The parents of a late Texas A&M cheerleader filed a $1 million lawsuit against two school organizations that allegedly served their daughter alcohol at a football tailgate hours before she plummeted to her death in late November.
Brianna Aguilera, 19, was found dead at the base of a high-rise apartment complex after a harrowing 17-story fall. The Austin Police Department later suggested that she took her own life, but her grieving mother, Stephanie Rodriguez, publicly denounced their “lazy” investigation and quick conclusion.
Rodriguez and her husband, Manuel Aguilera, filed the steep lawsuit against Austin Blacks Rugby Club and the University of Texas’ Latin Economics and Business Association.
The lawsuit alleges that both organizations served their underage daughter copious amounts of alcohol at a football tailgate hours before her grisly demise.
The suit details Aguilera’s final hours before her ill-fated plunge.
She was served her first drink at the tailgate around 6 p.m. and continued partying for several hours while the defendants “continued serving all of them alcohol,” according to the complaint obtained by Fox 4.
Aguilera became “grossly intoxicated” and eventually staggered into a wooded area nearby. She lost her cellphone along the way — which was later recovered by police.
··········
WORK INSTRUCTIONS:
1. Answer these questions using the article on the lawsuit:
(a) What amount of money does the lawsuit seek?
(b) Against which two organizations was the lawsuit filed?
(c) Around what time was the first drink served at the tailgate?
2. Report every line in the rows below that contains the string "green". Case counts.

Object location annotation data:
··········
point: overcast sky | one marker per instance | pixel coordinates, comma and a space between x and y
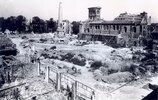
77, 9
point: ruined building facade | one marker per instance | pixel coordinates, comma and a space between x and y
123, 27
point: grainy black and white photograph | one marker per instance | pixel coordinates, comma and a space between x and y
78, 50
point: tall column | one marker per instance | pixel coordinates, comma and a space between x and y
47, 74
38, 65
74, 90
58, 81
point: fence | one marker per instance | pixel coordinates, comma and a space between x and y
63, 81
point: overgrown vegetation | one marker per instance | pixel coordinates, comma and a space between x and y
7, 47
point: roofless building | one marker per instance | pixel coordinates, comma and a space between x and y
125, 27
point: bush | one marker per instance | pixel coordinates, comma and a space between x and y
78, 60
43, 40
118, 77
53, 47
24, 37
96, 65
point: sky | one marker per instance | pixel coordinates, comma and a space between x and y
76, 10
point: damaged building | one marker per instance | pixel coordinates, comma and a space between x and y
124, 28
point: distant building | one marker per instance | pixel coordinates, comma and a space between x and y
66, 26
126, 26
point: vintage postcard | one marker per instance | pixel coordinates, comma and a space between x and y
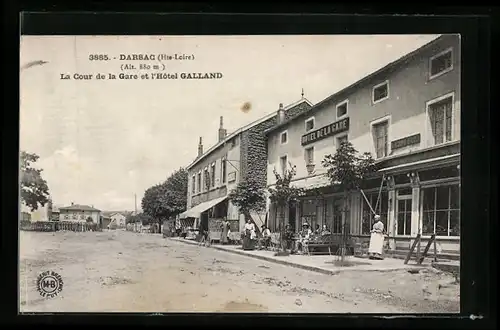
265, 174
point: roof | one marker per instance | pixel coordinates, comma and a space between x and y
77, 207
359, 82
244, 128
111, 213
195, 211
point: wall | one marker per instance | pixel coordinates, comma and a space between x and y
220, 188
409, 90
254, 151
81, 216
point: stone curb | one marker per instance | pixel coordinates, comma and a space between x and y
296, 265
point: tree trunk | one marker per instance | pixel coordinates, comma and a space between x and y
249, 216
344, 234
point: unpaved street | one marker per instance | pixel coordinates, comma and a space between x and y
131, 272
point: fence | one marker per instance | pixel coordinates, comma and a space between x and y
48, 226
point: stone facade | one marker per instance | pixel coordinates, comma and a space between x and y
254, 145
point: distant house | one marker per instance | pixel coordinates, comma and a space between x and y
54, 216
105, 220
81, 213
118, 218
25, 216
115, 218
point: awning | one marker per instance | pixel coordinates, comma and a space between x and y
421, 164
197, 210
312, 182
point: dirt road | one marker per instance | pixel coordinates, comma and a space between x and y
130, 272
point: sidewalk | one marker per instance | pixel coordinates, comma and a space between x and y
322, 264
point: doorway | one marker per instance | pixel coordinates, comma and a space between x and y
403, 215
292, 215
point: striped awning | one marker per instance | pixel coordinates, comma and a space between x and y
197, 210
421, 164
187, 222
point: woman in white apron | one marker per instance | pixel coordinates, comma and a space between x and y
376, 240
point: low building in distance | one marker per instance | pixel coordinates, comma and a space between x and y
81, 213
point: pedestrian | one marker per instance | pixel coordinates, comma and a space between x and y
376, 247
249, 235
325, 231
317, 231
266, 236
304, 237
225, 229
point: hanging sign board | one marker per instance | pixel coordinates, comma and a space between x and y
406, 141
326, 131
··········
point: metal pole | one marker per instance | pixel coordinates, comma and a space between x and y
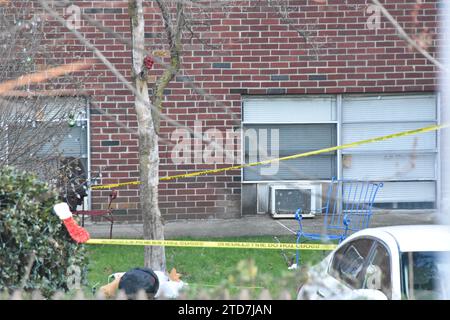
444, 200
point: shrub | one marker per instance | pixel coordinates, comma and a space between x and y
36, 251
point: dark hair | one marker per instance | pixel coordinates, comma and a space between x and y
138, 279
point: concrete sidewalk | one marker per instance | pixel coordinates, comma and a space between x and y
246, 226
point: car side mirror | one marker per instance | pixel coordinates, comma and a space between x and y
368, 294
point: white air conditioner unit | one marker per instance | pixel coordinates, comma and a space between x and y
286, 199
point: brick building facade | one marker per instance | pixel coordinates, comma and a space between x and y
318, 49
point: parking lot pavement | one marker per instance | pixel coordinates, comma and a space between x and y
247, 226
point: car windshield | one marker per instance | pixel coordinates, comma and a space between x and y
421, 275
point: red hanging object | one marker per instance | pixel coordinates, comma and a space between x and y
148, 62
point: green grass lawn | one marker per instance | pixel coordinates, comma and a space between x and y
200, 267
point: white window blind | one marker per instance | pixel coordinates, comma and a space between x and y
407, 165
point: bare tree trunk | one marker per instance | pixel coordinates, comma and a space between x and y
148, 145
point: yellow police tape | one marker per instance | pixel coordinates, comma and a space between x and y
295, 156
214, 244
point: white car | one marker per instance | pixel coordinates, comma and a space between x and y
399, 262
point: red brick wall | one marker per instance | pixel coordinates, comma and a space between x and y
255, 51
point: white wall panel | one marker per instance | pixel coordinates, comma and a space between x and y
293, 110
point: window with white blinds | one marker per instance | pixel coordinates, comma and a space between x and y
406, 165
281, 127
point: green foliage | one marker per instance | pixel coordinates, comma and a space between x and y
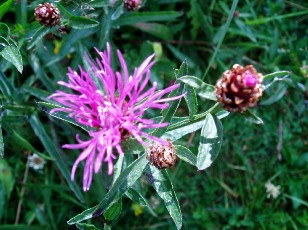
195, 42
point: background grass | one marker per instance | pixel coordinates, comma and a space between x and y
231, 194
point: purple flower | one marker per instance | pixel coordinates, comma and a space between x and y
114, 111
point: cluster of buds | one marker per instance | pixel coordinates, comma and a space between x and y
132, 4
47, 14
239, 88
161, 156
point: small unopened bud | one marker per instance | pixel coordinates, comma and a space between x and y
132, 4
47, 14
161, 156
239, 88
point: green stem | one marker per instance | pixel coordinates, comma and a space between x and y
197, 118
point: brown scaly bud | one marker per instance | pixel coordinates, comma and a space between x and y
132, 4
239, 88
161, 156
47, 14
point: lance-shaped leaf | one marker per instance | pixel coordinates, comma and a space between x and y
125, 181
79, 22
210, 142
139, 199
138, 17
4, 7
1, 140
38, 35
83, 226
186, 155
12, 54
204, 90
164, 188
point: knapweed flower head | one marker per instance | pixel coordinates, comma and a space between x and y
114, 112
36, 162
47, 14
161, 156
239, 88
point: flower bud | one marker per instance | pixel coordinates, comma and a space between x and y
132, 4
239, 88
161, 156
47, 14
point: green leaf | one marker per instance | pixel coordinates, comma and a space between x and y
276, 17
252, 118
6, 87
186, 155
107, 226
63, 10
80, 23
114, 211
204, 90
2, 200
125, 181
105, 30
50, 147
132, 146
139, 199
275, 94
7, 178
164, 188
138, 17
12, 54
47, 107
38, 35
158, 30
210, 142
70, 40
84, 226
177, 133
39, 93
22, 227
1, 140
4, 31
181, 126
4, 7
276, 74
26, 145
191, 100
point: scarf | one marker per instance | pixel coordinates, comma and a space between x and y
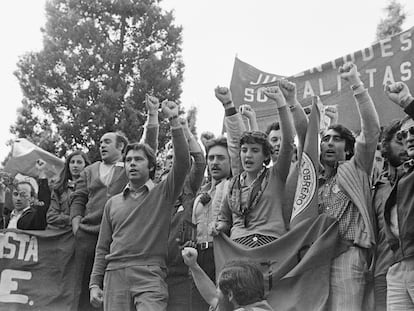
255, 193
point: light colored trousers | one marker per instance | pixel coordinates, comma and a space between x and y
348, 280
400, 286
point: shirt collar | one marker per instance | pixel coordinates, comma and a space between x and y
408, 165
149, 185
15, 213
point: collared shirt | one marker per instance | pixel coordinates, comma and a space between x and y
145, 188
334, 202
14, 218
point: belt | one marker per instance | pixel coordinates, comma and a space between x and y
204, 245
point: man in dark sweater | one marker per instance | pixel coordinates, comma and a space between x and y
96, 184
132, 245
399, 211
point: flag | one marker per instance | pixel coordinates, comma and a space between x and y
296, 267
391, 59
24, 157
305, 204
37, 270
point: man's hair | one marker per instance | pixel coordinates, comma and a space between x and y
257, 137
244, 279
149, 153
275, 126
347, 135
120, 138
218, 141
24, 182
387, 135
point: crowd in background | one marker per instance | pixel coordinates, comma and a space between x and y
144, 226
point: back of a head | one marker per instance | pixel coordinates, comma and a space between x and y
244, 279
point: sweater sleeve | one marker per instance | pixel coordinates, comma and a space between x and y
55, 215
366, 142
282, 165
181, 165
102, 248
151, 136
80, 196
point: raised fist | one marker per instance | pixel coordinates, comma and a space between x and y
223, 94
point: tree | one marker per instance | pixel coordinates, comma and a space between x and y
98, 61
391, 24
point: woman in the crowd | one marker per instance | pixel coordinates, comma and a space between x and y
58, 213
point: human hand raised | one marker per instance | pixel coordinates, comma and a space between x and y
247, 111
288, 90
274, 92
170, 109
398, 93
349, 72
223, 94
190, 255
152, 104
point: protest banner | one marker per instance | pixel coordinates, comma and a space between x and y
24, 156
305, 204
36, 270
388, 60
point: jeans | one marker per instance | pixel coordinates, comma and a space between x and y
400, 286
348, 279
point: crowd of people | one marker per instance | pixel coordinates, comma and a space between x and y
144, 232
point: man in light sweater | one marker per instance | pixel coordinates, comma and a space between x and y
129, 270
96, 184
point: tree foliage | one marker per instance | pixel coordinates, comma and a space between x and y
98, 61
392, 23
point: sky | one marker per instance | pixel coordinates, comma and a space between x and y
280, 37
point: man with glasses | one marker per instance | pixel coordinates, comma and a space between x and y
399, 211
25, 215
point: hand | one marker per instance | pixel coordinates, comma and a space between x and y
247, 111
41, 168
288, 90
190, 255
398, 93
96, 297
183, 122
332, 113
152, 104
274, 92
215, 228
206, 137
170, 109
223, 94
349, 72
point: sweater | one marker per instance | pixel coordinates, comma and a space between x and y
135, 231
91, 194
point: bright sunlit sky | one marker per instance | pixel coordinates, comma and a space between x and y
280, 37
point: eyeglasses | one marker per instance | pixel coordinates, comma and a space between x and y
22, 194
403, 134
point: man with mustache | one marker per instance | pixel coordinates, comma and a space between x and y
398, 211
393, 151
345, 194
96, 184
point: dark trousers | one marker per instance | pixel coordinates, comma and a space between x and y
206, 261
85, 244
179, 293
··········
IN RESPONSE:
1.
(a) $1 million
(b) Austin Blacks Rugby Club and the University of Texas' Latin Economics and Business Association
(c) Around 6 p.m.

2.
point: green grass lawn | one marker per instance | pixel coordinates, comma and a space between x and y
point: green foliage | one marker per instance | pixel coordinates, comma and a space between x and y
point: green stem | one marker per instance | pixel coordinates, comma and a space between x and y
point: green leaf | one marker per instance | pixel coordinates, comma and a space between x and y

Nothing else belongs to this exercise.